RECORDS FOR THE EXERCISE -
▬▬▬
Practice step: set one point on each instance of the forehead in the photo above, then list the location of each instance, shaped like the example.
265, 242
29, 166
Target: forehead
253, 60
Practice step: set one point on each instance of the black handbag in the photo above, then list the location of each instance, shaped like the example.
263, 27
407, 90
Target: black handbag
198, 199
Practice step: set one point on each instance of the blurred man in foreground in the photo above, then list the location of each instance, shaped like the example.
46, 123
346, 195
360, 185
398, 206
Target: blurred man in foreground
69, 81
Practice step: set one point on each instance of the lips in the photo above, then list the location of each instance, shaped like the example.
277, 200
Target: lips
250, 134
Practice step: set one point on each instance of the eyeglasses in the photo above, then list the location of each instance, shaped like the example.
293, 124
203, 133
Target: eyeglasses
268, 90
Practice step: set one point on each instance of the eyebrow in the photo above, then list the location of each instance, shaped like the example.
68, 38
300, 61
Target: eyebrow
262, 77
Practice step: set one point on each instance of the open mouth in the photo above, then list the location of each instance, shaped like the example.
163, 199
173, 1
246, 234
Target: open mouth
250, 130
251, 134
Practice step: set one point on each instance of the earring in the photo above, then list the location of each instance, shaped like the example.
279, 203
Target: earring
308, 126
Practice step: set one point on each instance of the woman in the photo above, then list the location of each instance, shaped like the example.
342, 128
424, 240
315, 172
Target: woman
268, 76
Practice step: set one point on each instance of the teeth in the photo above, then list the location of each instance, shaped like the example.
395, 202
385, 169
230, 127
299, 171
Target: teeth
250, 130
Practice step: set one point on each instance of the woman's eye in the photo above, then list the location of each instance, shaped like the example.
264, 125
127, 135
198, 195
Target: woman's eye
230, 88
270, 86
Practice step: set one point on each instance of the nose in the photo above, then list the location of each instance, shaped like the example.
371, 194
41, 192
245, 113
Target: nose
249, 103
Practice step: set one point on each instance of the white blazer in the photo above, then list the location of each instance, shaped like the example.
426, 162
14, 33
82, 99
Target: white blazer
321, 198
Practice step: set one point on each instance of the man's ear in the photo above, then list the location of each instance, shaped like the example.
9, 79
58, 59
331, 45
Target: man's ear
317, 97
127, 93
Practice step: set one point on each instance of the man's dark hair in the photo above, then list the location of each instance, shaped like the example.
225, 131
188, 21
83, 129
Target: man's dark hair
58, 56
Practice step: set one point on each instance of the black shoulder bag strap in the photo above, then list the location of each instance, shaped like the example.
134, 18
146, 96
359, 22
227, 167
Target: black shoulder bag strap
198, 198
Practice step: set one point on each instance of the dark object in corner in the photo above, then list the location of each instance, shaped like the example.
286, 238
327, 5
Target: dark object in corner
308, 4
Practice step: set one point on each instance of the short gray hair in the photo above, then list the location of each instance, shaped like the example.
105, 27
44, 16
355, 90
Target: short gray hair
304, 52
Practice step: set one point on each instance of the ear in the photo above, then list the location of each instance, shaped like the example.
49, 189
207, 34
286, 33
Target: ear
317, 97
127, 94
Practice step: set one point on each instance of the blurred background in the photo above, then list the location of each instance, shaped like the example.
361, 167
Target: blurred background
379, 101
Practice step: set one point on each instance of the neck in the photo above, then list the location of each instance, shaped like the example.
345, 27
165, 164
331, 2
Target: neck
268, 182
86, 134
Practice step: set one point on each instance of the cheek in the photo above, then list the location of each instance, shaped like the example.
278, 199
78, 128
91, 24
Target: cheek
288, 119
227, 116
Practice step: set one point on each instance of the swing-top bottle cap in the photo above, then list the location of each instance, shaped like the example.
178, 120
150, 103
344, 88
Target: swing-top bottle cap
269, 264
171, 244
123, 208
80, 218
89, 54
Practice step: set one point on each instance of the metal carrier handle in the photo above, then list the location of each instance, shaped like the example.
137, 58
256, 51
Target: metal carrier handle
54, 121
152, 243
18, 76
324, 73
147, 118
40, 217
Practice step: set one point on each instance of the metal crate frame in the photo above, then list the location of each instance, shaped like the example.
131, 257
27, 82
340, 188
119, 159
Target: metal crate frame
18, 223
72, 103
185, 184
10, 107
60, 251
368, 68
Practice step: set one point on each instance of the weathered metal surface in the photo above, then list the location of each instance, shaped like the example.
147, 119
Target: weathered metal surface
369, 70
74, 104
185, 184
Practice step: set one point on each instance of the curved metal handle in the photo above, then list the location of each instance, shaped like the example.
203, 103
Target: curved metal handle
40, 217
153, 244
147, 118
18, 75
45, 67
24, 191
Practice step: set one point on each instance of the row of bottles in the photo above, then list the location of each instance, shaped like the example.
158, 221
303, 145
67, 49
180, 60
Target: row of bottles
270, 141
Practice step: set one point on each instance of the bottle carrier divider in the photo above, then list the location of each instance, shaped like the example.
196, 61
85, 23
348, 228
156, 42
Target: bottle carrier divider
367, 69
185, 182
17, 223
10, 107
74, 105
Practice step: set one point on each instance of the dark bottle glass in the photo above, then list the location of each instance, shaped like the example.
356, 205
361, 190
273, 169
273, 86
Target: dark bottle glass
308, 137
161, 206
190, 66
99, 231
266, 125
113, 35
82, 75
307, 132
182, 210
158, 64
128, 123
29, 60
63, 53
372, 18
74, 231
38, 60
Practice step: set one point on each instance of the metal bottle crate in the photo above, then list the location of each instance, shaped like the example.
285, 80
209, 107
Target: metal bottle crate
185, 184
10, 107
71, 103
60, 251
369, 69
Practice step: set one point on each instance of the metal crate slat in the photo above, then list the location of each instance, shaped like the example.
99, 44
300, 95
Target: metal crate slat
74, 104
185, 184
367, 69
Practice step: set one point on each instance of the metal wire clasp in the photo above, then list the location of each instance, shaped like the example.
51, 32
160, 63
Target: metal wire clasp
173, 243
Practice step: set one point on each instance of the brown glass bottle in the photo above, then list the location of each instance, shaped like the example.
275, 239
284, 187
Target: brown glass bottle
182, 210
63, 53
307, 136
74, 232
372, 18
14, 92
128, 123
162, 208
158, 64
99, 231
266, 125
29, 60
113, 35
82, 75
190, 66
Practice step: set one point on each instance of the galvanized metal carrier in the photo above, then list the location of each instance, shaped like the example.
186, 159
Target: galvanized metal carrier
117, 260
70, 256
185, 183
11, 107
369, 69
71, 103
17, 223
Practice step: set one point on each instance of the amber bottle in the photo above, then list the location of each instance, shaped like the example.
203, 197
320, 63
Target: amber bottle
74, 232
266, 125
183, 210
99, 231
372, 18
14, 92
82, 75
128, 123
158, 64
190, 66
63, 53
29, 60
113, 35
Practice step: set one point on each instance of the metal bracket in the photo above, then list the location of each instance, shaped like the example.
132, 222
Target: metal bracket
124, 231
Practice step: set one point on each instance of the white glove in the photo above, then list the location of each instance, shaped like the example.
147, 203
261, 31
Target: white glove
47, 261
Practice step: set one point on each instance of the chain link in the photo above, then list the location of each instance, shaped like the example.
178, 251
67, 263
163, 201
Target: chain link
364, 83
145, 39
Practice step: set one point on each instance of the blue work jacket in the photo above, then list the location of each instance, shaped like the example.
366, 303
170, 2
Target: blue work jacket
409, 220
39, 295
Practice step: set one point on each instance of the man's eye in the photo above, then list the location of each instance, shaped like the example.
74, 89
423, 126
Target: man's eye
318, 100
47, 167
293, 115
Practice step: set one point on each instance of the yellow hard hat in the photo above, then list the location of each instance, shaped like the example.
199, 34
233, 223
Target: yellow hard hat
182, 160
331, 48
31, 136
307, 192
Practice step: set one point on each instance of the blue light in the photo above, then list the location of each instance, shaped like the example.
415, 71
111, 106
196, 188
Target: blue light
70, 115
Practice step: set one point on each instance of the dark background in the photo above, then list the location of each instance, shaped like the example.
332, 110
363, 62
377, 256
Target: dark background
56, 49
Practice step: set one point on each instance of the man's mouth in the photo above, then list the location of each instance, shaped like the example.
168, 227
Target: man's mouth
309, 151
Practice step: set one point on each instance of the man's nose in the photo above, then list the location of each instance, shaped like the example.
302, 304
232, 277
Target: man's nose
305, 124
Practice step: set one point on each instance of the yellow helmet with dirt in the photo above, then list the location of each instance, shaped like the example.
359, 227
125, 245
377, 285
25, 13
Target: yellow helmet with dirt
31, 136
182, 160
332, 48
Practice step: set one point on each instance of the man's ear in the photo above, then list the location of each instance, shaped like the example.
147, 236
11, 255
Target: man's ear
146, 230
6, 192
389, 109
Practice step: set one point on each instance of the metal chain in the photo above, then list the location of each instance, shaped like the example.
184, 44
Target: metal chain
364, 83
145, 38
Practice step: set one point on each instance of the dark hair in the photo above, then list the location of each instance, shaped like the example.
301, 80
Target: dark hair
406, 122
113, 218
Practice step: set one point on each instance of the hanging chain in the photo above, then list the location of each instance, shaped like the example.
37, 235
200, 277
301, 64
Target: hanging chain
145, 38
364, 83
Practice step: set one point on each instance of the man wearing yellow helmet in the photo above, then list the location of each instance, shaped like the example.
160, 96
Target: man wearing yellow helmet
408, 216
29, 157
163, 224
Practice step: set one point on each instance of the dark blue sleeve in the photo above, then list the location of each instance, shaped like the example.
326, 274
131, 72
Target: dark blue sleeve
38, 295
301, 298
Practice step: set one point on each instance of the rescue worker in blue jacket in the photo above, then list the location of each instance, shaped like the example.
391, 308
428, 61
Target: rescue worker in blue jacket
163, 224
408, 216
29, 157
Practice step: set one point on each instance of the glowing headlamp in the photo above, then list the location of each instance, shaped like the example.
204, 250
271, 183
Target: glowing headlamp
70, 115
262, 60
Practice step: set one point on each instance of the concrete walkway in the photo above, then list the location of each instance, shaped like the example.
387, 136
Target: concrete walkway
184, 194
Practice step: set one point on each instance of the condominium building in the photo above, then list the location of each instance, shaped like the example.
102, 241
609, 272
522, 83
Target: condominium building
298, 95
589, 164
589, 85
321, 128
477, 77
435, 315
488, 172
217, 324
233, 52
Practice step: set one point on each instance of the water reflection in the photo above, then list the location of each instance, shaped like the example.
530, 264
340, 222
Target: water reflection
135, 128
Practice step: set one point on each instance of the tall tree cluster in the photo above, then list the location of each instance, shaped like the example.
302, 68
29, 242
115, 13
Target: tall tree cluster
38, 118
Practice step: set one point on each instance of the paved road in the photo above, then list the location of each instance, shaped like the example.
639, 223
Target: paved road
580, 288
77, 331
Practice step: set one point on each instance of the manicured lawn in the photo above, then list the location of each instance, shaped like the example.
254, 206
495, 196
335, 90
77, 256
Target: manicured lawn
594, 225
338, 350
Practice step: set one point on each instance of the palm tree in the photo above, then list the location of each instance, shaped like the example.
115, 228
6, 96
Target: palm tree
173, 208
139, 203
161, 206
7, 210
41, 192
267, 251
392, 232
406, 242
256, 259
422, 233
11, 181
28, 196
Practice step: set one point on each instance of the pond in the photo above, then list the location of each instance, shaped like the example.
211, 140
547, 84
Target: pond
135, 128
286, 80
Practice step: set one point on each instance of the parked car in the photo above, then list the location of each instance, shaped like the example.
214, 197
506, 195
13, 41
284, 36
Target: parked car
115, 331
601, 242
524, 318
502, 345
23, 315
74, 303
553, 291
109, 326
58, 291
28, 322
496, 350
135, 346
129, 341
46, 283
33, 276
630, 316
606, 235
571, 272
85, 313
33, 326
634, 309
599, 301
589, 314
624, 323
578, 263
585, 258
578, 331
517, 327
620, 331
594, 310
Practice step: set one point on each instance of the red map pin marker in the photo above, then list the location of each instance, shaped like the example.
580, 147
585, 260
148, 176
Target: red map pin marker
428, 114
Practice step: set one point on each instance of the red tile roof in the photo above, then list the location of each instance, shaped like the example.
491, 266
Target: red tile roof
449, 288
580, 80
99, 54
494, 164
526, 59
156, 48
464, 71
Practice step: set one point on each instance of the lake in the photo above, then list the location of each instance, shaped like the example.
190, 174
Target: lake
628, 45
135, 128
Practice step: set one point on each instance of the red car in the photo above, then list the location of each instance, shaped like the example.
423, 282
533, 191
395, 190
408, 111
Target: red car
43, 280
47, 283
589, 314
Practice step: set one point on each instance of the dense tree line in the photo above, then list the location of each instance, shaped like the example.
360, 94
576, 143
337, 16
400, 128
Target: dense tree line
▬▬▬
TASK GOAL - Among the lines of the records, copy out each one that contains the word "dense".

YOUR SOLUTION -
Practice step: set one point on each instance of the dense tree line in the photo above, then list the location of each instance, shaped like the example.
Target: dense tree line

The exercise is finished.